------ Entries shown ------

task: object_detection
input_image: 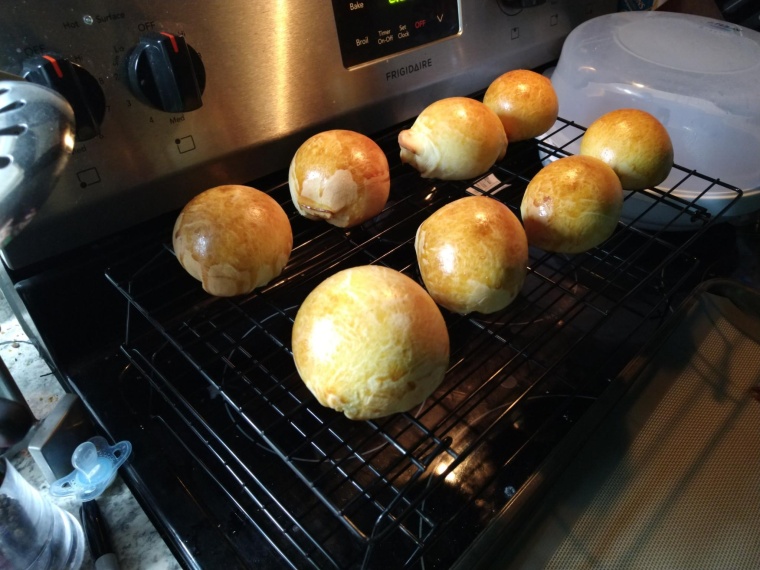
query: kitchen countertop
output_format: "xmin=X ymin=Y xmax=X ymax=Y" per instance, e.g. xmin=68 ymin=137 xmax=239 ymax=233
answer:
xmin=0 ymin=293 xmax=180 ymax=570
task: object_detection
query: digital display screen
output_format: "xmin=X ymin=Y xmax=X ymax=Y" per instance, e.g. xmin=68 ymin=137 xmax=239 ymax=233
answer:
xmin=333 ymin=0 xmax=460 ymax=68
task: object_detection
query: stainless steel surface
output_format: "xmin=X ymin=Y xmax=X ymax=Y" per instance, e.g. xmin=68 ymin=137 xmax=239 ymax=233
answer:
xmin=0 ymin=0 xmax=616 ymax=267
xmin=0 ymin=80 xmax=74 ymax=245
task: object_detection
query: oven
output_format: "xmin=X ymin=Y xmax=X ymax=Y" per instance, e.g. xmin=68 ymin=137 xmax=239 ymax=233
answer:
xmin=0 ymin=0 xmax=760 ymax=569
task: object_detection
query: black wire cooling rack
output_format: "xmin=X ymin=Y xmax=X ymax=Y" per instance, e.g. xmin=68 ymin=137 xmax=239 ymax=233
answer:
xmin=107 ymin=117 xmax=741 ymax=569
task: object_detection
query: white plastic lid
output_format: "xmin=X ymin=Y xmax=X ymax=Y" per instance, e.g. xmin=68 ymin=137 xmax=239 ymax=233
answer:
xmin=552 ymin=11 xmax=760 ymax=189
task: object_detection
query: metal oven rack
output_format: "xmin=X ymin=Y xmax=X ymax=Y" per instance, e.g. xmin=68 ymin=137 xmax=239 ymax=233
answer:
xmin=102 ymin=117 xmax=741 ymax=568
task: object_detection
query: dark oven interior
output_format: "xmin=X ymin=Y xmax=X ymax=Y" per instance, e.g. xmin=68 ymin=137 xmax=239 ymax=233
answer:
xmin=2 ymin=110 xmax=741 ymax=569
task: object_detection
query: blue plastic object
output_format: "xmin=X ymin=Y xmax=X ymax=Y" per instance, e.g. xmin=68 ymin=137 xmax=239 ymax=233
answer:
xmin=50 ymin=435 xmax=132 ymax=501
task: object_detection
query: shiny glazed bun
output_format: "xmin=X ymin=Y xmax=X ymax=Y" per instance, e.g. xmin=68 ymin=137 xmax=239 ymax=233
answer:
xmin=580 ymin=109 xmax=673 ymax=190
xmin=288 ymin=130 xmax=391 ymax=228
xmin=172 ymin=185 xmax=293 ymax=297
xmin=292 ymin=265 xmax=449 ymax=420
xmin=398 ymin=97 xmax=507 ymax=180
xmin=414 ymin=196 xmax=528 ymax=314
xmin=520 ymin=156 xmax=623 ymax=253
xmin=483 ymin=69 xmax=559 ymax=143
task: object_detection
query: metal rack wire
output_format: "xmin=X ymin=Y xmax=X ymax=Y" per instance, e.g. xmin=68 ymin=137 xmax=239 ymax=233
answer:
xmin=107 ymin=117 xmax=741 ymax=568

------

Your goal: Can you output everything in the data from the start down to the line containing "xmin=333 ymin=0 xmax=460 ymax=68", with both ends included, repeating the lines unchanged but leaving out the pictures?

Response:
task: object_detection
input_image: 
query: kitchen countertop
output_format: "xmin=X ymin=Y xmax=X ymax=Y" per instance, e.g. xmin=68 ymin=137 xmax=239 ymax=233
answer:
xmin=0 ymin=293 xmax=180 ymax=570
task: object_detection
query: digital display screen
output_format: "xmin=X ymin=Y xmax=X ymax=Y" per instance, e.g. xmin=68 ymin=137 xmax=239 ymax=233
answer:
xmin=333 ymin=0 xmax=460 ymax=68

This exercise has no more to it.